_Work to complete_: In the data below, write out everything from the line containing "contains white t-shirt." down to the line containing "303, 106, 345, 149", swapping "striped shirt" for "plaid shirt" and leaving all else unchanged.
[begin Entries provided]
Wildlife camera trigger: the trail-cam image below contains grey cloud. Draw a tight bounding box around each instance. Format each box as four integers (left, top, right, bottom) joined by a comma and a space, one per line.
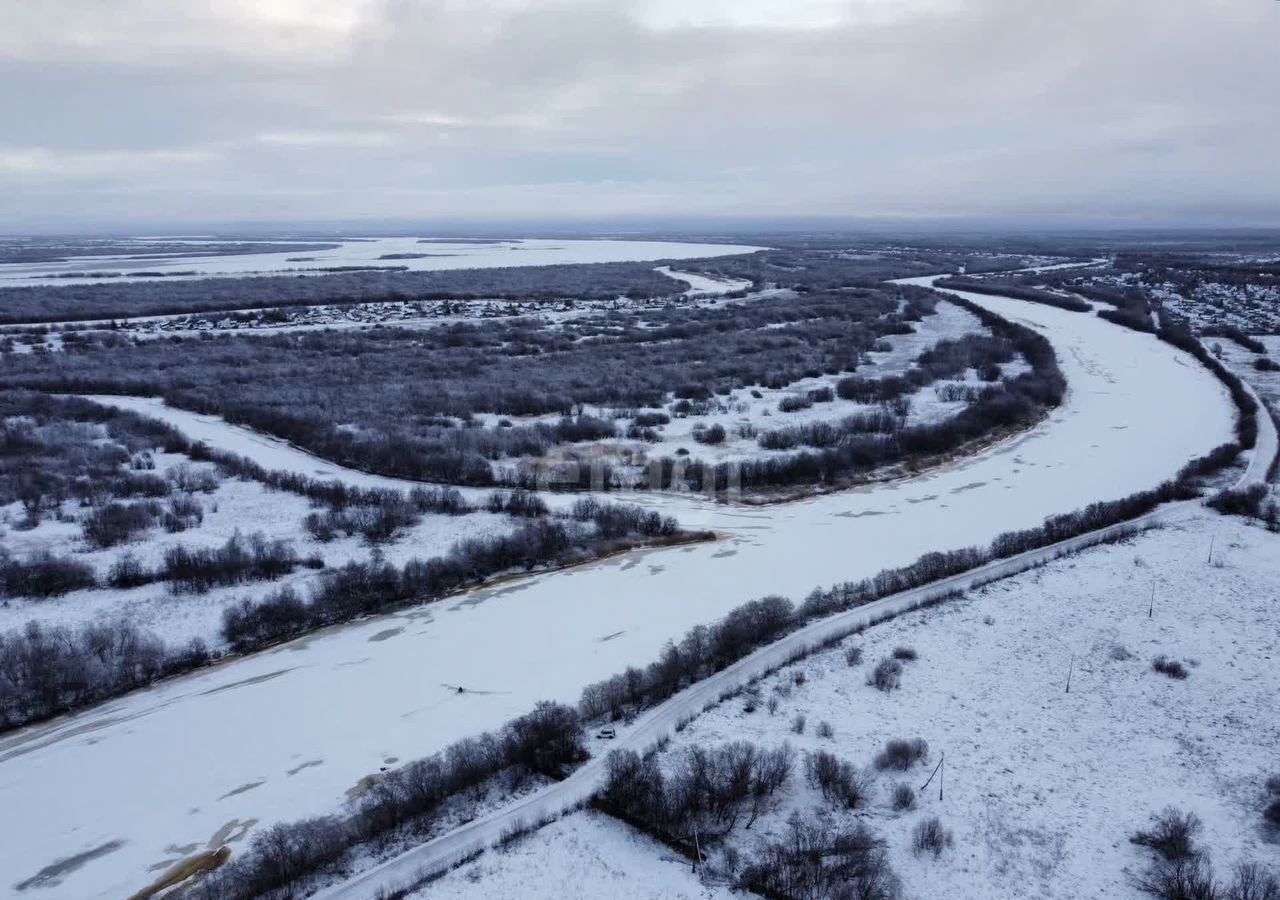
0, 0, 1280, 224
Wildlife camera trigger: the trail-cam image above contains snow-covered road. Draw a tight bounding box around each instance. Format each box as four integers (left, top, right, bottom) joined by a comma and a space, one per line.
0, 277, 1233, 897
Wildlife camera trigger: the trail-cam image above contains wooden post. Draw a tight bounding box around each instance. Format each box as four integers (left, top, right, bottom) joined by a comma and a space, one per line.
920, 753, 947, 800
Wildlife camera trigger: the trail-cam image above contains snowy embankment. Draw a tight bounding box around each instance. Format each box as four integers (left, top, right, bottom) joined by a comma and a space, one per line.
0, 277, 1233, 896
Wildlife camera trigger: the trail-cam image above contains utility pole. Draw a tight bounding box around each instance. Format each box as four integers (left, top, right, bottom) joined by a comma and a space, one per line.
920, 753, 947, 801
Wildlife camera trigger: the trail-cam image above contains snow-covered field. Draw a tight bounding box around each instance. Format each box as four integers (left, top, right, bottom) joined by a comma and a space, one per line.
563, 511, 1280, 900
0, 282, 1233, 897
0, 236, 763, 287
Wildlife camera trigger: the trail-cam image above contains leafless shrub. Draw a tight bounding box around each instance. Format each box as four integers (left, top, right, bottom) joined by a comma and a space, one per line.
805, 750, 870, 809
867, 658, 902, 694
893, 783, 915, 813
1151, 655, 1190, 681
876, 737, 929, 772
1129, 807, 1201, 860
911, 816, 955, 859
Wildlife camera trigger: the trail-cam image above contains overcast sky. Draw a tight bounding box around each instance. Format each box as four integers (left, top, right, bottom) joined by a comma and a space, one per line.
0, 0, 1280, 232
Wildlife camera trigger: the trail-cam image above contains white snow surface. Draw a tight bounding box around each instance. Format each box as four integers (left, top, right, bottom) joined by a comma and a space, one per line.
0, 236, 764, 287
632, 510, 1280, 900
0, 279, 1233, 897
0, 468, 515, 648
655, 265, 751, 297
408, 812, 741, 900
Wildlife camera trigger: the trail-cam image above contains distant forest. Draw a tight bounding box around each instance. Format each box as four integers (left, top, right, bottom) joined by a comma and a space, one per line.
0, 287, 934, 484
0, 262, 685, 324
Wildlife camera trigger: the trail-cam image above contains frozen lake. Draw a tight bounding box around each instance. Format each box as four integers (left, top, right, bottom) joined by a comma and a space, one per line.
0, 237, 763, 287
0, 279, 1234, 897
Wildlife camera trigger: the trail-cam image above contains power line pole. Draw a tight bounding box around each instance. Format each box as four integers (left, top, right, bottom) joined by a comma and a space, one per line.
920, 753, 947, 801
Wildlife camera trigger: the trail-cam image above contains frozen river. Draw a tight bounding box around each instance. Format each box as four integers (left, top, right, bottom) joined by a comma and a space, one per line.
0, 237, 763, 287
0, 279, 1234, 897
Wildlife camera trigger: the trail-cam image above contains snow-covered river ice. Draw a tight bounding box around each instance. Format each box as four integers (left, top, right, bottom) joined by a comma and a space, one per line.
0, 279, 1234, 897
0, 237, 762, 289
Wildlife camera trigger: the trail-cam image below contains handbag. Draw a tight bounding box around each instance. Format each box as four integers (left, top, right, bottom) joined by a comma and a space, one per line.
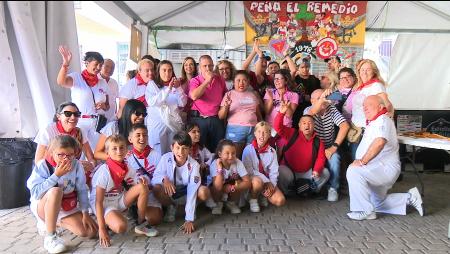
61, 191, 78, 212
347, 123, 364, 143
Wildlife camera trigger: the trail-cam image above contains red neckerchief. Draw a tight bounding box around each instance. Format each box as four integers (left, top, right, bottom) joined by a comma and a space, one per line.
356, 79, 380, 91
106, 157, 128, 188
133, 146, 152, 170
366, 108, 387, 125
45, 155, 57, 168
191, 143, 200, 161
252, 139, 269, 177
56, 121, 78, 138
136, 73, 147, 86
81, 69, 98, 87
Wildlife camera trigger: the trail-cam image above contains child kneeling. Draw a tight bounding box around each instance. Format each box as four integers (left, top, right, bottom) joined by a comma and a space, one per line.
152, 132, 209, 234
210, 139, 251, 214
242, 121, 286, 212
27, 135, 98, 253
91, 135, 158, 247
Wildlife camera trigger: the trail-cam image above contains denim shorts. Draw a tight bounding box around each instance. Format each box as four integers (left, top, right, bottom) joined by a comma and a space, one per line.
225, 125, 255, 144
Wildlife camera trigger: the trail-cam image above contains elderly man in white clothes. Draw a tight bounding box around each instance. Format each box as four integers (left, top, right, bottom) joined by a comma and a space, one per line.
347, 96, 423, 220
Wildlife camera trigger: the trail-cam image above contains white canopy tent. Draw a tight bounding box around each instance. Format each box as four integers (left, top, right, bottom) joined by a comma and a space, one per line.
0, 1, 450, 138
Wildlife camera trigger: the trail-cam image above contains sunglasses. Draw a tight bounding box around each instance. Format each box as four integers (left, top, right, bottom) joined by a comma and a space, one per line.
134, 111, 147, 117
60, 111, 81, 117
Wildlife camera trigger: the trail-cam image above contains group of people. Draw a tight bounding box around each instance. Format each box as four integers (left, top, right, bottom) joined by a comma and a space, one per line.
27, 41, 423, 253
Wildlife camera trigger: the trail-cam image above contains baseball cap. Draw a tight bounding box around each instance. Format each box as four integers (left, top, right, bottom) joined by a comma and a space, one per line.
323, 56, 341, 63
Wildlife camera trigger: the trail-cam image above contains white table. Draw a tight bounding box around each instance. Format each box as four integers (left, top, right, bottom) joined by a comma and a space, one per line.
397, 134, 450, 196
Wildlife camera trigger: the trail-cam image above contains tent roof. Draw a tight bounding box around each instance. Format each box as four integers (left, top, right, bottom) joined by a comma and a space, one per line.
102, 1, 450, 49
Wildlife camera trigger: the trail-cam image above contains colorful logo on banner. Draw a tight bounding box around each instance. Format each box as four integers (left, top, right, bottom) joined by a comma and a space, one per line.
244, 1, 367, 59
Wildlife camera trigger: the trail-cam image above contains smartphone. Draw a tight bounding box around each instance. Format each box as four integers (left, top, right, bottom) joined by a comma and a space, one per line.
327, 91, 342, 101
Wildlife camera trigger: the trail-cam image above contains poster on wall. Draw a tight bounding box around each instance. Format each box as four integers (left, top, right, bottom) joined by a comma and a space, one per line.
244, 1, 367, 61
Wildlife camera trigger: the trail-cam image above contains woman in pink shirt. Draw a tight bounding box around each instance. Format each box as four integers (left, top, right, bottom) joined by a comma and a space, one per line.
218, 70, 262, 158
264, 70, 298, 127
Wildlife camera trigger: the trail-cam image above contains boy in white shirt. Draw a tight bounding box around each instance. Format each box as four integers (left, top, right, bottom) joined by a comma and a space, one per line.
152, 132, 208, 234
242, 121, 286, 213
90, 135, 158, 247
126, 123, 162, 225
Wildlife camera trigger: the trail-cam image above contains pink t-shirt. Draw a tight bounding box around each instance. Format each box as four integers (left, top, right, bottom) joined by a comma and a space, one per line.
220, 90, 258, 127
264, 89, 298, 127
189, 74, 227, 116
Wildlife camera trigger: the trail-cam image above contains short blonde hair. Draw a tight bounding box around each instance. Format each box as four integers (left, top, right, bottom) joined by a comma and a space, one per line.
105, 134, 127, 151
355, 59, 387, 88
137, 59, 155, 71
255, 121, 272, 132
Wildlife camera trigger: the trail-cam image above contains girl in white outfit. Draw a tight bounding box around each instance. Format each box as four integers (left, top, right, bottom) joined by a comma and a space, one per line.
145, 60, 187, 154
27, 135, 98, 253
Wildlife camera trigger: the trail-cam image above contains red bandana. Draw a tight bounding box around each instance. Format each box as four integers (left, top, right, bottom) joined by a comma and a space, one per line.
45, 155, 56, 168
356, 79, 380, 91
106, 158, 128, 188
252, 139, 269, 177
81, 69, 98, 87
133, 146, 152, 169
56, 121, 78, 138
136, 73, 147, 86
366, 108, 387, 125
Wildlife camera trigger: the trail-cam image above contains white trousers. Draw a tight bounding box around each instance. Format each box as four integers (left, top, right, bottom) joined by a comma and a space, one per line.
77, 118, 100, 152
347, 160, 409, 215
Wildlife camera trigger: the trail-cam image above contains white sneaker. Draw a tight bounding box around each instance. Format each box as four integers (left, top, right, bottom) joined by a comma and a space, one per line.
328, 187, 339, 202
164, 205, 177, 222
225, 201, 241, 214
36, 220, 47, 236
44, 233, 66, 253
211, 202, 223, 215
347, 212, 377, 220
248, 198, 260, 213
205, 198, 217, 208
408, 187, 423, 216
259, 195, 269, 207
134, 221, 159, 237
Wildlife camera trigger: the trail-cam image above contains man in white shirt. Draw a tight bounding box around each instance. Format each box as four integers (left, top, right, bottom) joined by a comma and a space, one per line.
347, 95, 423, 220
98, 59, 119, 122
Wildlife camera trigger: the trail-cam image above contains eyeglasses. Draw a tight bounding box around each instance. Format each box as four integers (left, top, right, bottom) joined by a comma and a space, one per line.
60, 111, 81, 117
339, 76, 353, 80
56, 153, 74, 160
134, 111, 147, 117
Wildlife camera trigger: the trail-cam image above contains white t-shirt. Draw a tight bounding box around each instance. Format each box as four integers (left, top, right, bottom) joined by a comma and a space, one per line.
34, 123, 88, 147
242, 144, 279, 186
209, 159, 248, 181
126, 149, 161, 184
68, 72, 110, 115
356, 114, 400, 163
119, 78, 147, 107
90, 163, 136, 202
100, 120, 119, 137
352, 82, 386, 127
97, 73, 119, 122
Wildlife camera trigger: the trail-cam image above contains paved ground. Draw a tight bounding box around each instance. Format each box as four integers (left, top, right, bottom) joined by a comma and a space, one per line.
0, 172, 450, 254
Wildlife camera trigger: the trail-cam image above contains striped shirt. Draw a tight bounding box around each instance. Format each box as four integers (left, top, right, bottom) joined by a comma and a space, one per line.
303, 106, 345, 149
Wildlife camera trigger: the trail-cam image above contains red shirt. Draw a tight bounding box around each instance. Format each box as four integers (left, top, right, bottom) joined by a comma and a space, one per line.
273, 113, 326, 175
[end Entries provided]
_The reply_:
Wildlife camera trigger: the trail-cam image above contains white t-shirt. Draw a tight bounding box around each instance. Format each box as four integers (left, top, right, bottom) joined by a comma and a space, one per line.
34, 123, 88, 147
242, 144, 279, 186
209, 159, 248, 181
126, 149, 161, 184
68, 72, 110, 115
356, 114, 400, 163
119, 78, 147, 107
90, 163, 136, 202
100, 120, 119, 137
352, 82, 386, 127
97, 73, 119, 122
Wildlife camera trigger: the trail-cam image above contains paved ground. Draw a tight bounding box around each instance. Format each box as four integers (left, top, right, bottom) joined by a comma and a space, one per line.
0, 172, 450, 254
Wildlife camera trigger: the trail-cam image above contains plaid shirt. Draw a tight bounding box around each instance. Format each box as four integers (left, top, right, bottom) joined by a comma and a space, one per line.
303, 106, 345, 149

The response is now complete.